§ **Goal of the exercise**: Decide whether each statement below agrees with the passage on TCP/IP networking layers, answering yes or no and quoting the deciding words of the passage. (a) The OSI model has fewer layers than the traditional four-layer system. (b) Fragments are reassembled into the original packet by the destination network layer. (c) Link-layer hardware addresses are used across more than one physical network.

§ **Text to read**:
════
Figure 3.1: The four layers of the TCP/IP
protocol suite (From [25, section 1.2,]).
The International Organization for Standardization (ISO) has developed a reference model for describing the structure of networks and networking applications, known as the Open Systems Interconnection (OSI) model. This model consists of more layers compared to figure 3.1, but the traditional four layer system should be sufficient to give an overview of TCP/IP networking. For more on the OSI model, see for instance [26].
Data is moved across the network in units called packets. Each layer performs encapsulation by adding a header and possibly a trailer to the packets. Encapsulation information may include source and destination identification, packet size, checksums, and other controlling information.
The constructed layering offers the benefit of detail hiding: A layer provides a set of well-defined services to the layers above, and relies on the services provided by the layers below.
The link layer includes the networking card and the device driver within the operating system kernel. The responsibility of this layer, is to handle the hardware details. At this level, hosts are identified using addresses stored in the interface card, known as MAC-addresses in the OSI-model [26].
The network layer, sometimes called the internet layer, handles movement of packets around and between networks, including routing. Most network layers have a maximum packet size, based on the characteristics of the underlaying link layer. This is called the network's maximum transmission unit (MTU). When transferring packets exceeding the MTU, fragmentation may occur: The packet is split in two or more fragments. The destination network layer is responsible for reassembly of the fragments into the original packet [1].
IP addresses are introduced at the network layer, as an abstraction from the hardware addresses used at the link layer. The latter are used within a single, physical network only.
Figure 3.2: IP address classes (From [1, section
5.2.4,]).
════
§ **Entries shown**:
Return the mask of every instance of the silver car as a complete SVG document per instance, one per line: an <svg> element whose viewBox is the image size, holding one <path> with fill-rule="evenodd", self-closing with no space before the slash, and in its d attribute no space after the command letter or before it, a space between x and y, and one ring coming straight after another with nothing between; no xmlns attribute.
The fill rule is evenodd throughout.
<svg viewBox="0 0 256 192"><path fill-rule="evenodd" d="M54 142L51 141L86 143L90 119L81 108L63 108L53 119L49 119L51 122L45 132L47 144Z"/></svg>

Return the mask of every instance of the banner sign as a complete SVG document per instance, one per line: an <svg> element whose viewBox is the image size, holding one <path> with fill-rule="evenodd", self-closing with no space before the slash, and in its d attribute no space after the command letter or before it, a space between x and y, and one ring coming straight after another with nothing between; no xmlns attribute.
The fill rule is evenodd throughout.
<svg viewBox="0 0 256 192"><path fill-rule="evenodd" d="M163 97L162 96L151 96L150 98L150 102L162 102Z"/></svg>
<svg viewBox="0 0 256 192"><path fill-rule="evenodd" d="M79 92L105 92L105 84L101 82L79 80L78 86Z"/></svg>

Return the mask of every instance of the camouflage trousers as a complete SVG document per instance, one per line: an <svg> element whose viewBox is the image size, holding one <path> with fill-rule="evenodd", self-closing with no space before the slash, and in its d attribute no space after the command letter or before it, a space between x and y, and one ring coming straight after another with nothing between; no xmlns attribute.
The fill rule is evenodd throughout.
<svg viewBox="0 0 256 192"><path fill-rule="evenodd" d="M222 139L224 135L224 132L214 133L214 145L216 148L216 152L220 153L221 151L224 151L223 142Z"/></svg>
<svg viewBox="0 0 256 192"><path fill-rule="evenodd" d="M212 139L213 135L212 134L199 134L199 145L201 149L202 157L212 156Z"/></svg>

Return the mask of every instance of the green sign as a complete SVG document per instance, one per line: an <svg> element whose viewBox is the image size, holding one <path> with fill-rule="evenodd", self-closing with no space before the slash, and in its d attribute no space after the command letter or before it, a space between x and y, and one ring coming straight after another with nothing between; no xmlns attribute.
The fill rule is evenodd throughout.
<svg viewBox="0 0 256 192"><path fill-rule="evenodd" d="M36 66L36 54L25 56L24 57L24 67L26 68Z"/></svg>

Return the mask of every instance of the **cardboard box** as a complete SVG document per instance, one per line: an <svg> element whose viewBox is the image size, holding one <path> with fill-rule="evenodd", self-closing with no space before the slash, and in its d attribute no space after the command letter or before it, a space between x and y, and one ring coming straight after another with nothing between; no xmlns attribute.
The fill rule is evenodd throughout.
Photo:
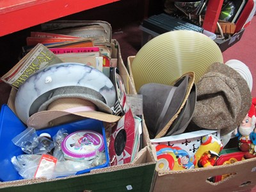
════
§ **Result for this task**:
(a) No: "This model consists of more layers compared to figure 3.1"
(b) Yes: "The destination network layer is responsible for reassembly of the fragments into the original packet"
(c) No: "The latter are used within a single, physical network only."